■ **ВЫБРАННЫЙ ОТРЫВОК**:
----
Были путешествия и заграничные: Константинополь, София, Старая Затора, гора Святого Николая, Плевна, опять София, Белград, Триест, Далматинское побережье, Цетинье – и затем обратно в Россию через Мюнхен и Берлин. Маршрут этот о многом говорит: в основном славянские земли, воспоминания о героической Балканской войне, православные святыни Царьграда. В этом путешествии Олег увидел переделанный в мечеть храм Святой Софии. «Невольно переносишься в те времена величественной Византии, – пишет князь Олег в дневнике, – когда тут шло торжественное богослужение и пел громадный, великолепный хор… Стены сейчас варварски замазаны…» А посещение султана, необходимое по требованию дипломатического этикета, оставило в дневнике четыре слова: «Кофе был отлично сварен». Вот и всё, что отметил князь Олег.
Он пишет стихи под явным впечатлением «от свидетельств былого»:
… Воспряньте, греки и славяне!
Святыню вырвем у врагов,
Пусть царьградские христиане,
Разбив языческих богов,
Поднимут крест Святой Софии,
И слава древней Византии
Да устрашит еретиков.
В 1910 году Олег закончил седьмой класс Кадетского корпуса. Чтобы стать офицером, надо было ехать в Полоцк и в стенах корпуса проучиться еще два года. Олег не хотел быть военным: «… стать писателем – моя самая большая мечта, и я уверен, убежден, что я никогда не потеряю желания писать». Он мечтал о поступлении в Лицей.
----
■ **ДОСТУПНЫЕ ДАННЫЕ**:

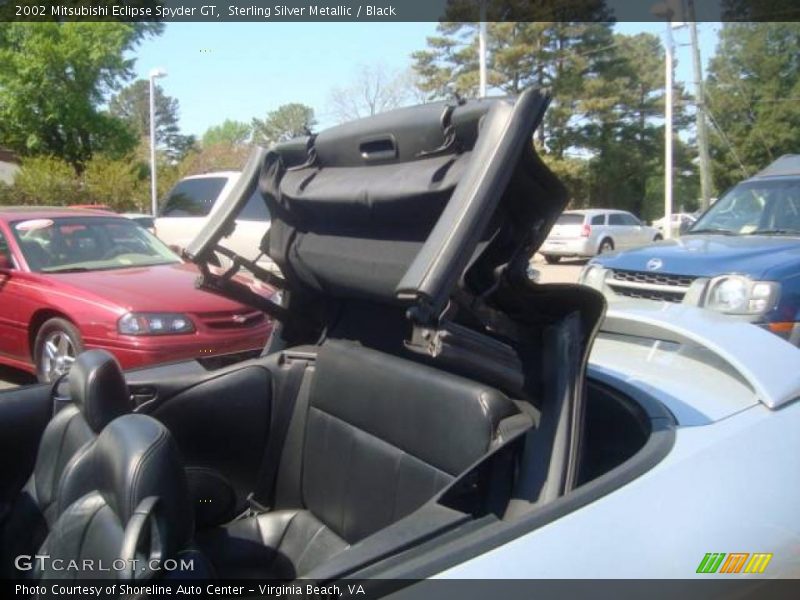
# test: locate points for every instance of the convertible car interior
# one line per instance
(418, 390)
----
■ **ЗАДАНИЕ**: Поменяйте в отрывке о князе Олеге «Полоцк» на «Москву» и приведите весь фрагмент от слов «Он пишет стихи» до слов «поступлении в Лицей.».

■ **ОТВЕТ НА ЗАДАНИЕ**:
Он пишет стихи под явным впечатлением «от свидетельств былого»:
… Воспряньте, греки и славяне!
Святыню вырвем у врагов,
Пусть царьградские христиане,
Разбив языческих богов,
Поднимут крест Святой Софии,
И слава древней Византии
Да устрашит еретиков.
В 1910 году Олег закончил седьмой класс Кадетского корпуса. Чтобы стать офицером, надо было ехать в Москву и в стенах корпуса проучиться еще два года. Олег не хотел быть военным: «… стать писателем – моя самая большая мечта, и я уверен, убежден, что я никогда не потеряю желания писать». Он мечтал о поступлении в Лицей.